= Ejercicio propuesto 1 =
Por favor, extrae sin cambios el fragmento del texto sobre el metro de París que va de "En Inglaterra y" a "un olvido inmediato.".

= Texto de lectura =

Correspondencias por ejemplo: en París es el término que indica los cambios que pueden hacerse entre las diferentes líneas, pero como en casi toda la nomenclatura de nuestros Hades urbanos, es un término cargado. Cuando llegué a París en 1949, trayendo como brújula la literatura francesa, Charles Baudelaire era mi gran psicopompo; el primer día quise conocer el Hôtel Pimodan, en la Isla Saint-Louis y al preguntar por el metro que me llevaría a orillas dek Sena, el hotelero me indicó la línea y agregó: “Es fácil, no hay más que una correspondencia”. En ese mismo momento, mi memoria volvía una y otra vez al célebre soneto de Baudelaire, y de golpe sentí que todo estaba bien, que entre París y yo no habría rupturas. Veintinueve años han pasado y las correspondencias entre nosotros persisten y se ahondan.

En Inglaterra y Estados Unidos, las correspondencias de llaman cambios, y en mi país, combinaciones. Cualquiera de las tres palabras contienen cargas análogas, insinúan mutación, transformación, metamorfosis. El hombre que baja al metro no es el mismo que vuelve a la superficie; pero, claro, es preciso que haya guardado el óbolo entre los dientes, que haya merecido el traslado, que para los demás no pasa de un viaje entre estaciones, de un olvido inmediato.

= Ejercicio propuesto 2 =
En las entradas, actualiza las líneas que van desde la línea con "of the signpost" hasta la línea con "pixel 701 714", ambas incluidas, sustituyendo "instance" por "occurrence" y sin tocar nada más. Devuelve únicamente esas líneas.

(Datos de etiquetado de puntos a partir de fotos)
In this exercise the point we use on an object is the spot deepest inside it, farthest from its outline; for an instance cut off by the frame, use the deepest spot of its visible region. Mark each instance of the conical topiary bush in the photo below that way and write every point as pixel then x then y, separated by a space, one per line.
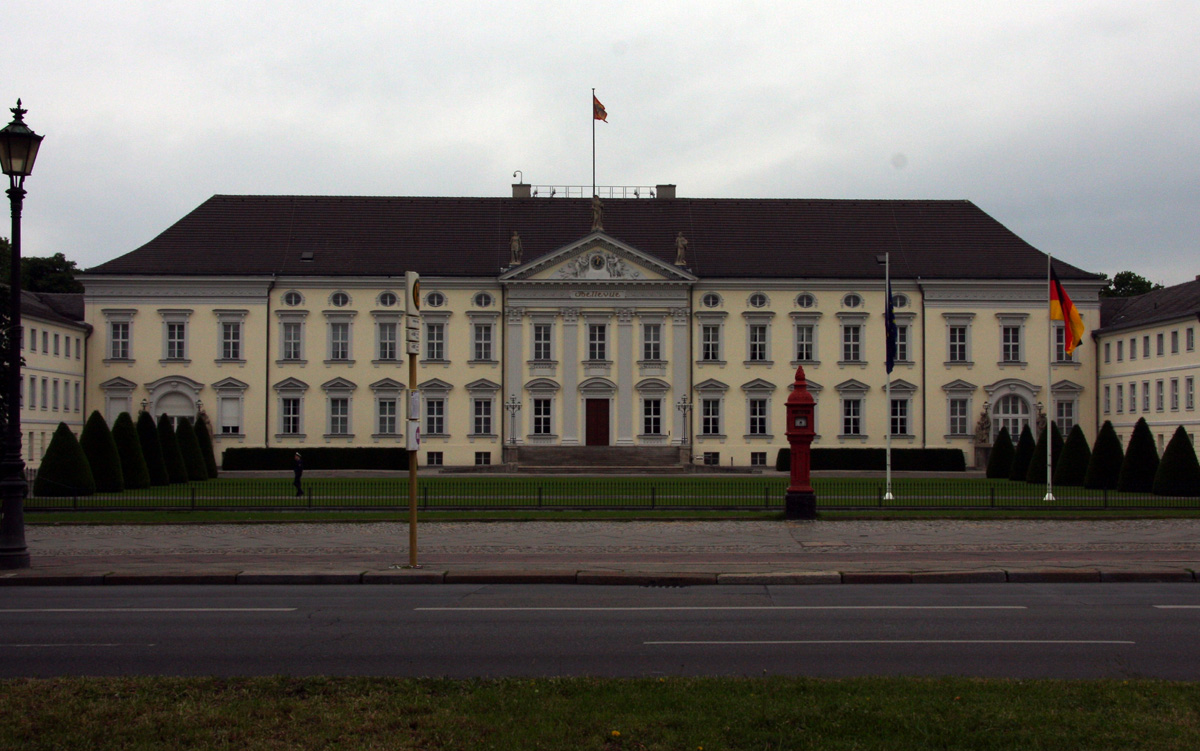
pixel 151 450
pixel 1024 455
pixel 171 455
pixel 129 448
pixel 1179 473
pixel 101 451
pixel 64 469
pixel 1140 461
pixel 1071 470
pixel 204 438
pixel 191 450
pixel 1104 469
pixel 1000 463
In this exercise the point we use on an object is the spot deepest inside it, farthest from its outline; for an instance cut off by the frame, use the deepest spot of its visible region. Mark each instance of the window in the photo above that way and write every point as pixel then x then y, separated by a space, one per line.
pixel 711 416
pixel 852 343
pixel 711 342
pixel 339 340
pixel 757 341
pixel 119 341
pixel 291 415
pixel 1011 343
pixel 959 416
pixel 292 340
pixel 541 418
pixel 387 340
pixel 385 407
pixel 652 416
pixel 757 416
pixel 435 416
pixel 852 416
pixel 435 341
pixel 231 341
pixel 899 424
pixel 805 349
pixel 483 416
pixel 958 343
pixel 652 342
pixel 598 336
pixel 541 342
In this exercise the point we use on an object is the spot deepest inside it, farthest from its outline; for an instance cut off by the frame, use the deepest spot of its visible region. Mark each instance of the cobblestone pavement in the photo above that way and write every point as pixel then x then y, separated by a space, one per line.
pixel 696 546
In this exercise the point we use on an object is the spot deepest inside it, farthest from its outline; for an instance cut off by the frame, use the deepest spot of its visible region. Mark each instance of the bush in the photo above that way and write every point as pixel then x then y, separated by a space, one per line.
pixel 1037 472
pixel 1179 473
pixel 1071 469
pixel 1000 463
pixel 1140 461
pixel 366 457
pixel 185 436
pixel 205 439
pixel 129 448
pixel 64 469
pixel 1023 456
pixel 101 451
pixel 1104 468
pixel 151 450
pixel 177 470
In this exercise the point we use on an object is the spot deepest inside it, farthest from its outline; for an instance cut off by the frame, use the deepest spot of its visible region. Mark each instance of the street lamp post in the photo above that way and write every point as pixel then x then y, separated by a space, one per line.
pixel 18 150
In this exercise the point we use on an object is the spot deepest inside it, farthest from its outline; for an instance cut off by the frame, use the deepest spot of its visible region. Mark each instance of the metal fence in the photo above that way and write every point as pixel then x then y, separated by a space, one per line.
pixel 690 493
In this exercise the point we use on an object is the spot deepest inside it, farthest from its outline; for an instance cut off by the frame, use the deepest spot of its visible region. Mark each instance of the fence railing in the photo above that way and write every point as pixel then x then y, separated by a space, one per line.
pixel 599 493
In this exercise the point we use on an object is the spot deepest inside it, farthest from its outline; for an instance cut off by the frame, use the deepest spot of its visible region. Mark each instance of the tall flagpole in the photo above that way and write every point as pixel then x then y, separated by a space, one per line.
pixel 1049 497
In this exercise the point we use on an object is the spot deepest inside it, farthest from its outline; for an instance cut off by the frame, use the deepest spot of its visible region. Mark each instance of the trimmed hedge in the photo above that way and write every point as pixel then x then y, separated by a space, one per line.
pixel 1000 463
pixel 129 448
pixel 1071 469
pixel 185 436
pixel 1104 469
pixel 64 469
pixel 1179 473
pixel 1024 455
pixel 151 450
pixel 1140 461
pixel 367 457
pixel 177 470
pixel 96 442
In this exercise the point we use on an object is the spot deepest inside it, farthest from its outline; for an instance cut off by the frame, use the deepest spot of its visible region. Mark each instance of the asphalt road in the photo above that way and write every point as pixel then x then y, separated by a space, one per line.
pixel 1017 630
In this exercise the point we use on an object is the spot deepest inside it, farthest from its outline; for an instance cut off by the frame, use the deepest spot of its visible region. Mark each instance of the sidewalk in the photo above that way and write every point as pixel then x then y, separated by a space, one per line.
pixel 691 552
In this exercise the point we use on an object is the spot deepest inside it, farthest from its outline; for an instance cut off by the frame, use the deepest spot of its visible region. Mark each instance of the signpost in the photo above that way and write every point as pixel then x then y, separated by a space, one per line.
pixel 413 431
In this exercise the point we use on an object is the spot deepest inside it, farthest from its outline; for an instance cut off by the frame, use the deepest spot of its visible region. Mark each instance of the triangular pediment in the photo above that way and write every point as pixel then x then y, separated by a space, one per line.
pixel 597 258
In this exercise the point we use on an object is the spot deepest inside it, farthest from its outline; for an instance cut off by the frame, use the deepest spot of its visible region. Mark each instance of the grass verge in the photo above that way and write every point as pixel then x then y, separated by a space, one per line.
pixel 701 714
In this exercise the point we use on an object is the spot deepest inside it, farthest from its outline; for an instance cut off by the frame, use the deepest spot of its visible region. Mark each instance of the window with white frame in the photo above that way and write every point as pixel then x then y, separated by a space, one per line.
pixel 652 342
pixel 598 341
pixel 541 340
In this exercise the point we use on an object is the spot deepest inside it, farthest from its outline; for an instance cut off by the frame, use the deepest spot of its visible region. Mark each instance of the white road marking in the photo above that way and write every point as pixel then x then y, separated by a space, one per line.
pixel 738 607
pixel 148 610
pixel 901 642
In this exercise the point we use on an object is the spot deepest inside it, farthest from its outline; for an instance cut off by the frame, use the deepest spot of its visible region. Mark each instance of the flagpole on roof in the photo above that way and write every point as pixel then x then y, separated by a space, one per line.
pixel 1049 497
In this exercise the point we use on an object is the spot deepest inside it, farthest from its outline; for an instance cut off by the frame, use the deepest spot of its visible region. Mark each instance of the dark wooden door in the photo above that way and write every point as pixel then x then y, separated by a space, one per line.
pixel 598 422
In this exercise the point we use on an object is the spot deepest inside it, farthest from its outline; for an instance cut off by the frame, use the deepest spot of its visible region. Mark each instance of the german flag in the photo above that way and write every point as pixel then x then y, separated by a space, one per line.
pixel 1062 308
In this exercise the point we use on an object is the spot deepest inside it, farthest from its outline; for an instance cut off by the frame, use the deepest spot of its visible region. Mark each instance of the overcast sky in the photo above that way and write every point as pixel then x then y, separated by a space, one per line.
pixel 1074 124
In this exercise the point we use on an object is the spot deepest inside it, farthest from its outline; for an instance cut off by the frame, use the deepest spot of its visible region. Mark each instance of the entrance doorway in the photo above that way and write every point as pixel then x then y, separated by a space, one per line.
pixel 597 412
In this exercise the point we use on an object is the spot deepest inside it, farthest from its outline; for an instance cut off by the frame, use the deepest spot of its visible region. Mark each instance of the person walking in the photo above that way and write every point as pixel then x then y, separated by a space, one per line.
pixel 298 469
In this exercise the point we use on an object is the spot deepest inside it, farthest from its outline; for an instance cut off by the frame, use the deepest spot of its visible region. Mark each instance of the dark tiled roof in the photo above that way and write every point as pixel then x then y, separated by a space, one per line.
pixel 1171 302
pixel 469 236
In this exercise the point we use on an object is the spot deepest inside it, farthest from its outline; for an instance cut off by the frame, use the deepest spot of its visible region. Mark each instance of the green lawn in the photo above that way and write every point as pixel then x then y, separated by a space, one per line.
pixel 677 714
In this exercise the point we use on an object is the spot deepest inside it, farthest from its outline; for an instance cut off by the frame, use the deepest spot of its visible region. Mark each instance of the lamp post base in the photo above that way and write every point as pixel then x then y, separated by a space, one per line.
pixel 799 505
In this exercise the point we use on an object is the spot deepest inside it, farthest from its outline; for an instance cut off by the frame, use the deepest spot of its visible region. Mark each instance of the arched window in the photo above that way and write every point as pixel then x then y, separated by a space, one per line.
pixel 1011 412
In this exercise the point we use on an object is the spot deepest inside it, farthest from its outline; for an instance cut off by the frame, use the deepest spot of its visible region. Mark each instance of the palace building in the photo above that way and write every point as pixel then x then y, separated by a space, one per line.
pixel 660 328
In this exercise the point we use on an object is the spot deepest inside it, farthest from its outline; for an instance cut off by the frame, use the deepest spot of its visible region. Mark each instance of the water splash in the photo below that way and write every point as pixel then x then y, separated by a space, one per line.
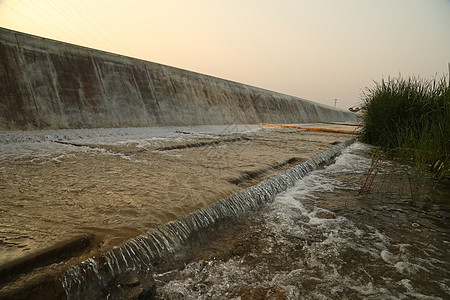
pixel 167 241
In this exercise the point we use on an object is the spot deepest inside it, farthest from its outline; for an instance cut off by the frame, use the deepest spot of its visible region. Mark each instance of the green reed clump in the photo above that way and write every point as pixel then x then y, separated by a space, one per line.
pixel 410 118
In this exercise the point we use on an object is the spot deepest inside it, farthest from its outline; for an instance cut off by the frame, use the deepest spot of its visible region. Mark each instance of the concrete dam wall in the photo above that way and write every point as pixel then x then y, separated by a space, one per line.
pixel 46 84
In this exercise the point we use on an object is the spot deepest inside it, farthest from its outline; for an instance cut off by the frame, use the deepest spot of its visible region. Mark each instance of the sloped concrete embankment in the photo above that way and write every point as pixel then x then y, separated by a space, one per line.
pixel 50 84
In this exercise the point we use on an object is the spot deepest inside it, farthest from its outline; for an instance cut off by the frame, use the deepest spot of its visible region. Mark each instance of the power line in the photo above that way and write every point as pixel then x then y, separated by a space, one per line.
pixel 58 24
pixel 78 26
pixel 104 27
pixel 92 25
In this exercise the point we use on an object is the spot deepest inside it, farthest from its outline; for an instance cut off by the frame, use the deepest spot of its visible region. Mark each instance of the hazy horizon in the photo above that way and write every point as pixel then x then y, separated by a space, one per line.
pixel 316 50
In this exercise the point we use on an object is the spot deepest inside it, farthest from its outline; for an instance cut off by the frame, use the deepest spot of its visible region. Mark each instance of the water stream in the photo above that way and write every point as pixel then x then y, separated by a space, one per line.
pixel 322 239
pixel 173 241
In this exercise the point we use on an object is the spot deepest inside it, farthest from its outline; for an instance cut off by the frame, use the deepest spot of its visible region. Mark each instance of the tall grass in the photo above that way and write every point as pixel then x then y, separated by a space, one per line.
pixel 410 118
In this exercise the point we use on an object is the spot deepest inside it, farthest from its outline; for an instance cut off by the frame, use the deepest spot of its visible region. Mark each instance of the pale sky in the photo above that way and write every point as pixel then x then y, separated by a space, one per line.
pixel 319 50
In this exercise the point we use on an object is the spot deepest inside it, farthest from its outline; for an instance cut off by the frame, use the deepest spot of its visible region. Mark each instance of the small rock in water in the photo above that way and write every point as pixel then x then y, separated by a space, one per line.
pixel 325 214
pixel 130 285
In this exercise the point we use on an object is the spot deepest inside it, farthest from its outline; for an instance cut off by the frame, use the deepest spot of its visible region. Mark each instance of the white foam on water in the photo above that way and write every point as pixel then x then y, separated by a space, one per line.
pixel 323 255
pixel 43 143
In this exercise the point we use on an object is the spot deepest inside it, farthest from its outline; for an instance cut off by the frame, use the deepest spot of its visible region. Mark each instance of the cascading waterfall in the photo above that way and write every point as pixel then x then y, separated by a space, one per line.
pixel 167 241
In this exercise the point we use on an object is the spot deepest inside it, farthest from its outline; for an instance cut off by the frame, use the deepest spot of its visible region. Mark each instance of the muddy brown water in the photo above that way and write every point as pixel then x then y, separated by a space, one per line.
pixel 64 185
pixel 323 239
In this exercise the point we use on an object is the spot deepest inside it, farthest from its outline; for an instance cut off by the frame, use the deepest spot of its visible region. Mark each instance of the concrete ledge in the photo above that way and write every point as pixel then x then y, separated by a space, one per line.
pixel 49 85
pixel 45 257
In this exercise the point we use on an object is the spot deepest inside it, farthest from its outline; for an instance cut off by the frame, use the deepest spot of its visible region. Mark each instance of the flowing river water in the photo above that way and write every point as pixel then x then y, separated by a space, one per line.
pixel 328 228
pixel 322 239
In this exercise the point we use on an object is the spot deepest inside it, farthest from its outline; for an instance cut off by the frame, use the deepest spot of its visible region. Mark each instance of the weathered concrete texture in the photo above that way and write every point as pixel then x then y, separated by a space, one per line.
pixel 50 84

= Solución escrita 1 =
En Inglaterra y Estados Unidos, las correspondencias de llaman cambios, y en mi país, combinaciones. Cualquiera de las tres palabras contienen cargas análogas, insinúan mutación, transformación, metamorfosis. El hombre que baja al metro no es el mismo que vuelve a la superficie; pero, claro, es preciso que haya guardado el óbolo entre los dientes, que haya merecido el traslado, que para los demás no pasa de un viaje entre estaciones, de un olvido inmediato.

= Solución escrita 2 =
In this exercise the point we use on an object is the spot deepest inside it, farthest from its outline; for an occurrence cut off by the frame, use the deepest spot of its visible region. Mark each occurrence of the signpost in the photo above that way and write every point as pixel then x then y, separated by a space, one per line.
pixel 413 431
In this exercise the point we use on an object is the spot deepest inside it, farthest from its outline; for an occurrence cut off by the frame, use the deepest spot of its visible region. Mark each occurrence of the triangular pediment in the photo above that way and write every point as pixel then x then y, separated by a space, one per line.
pixel 597 258
In this exercise the point we use on an object is the spot deepest inside it, farthest from its outline; for an occurrence cut off by the frame, use the deepest spot of its visible region. Mark each occurrence of the grass verge in the photo above that way and write every point as pixel then x then y, separated by a space, one per line.
pixel 701 714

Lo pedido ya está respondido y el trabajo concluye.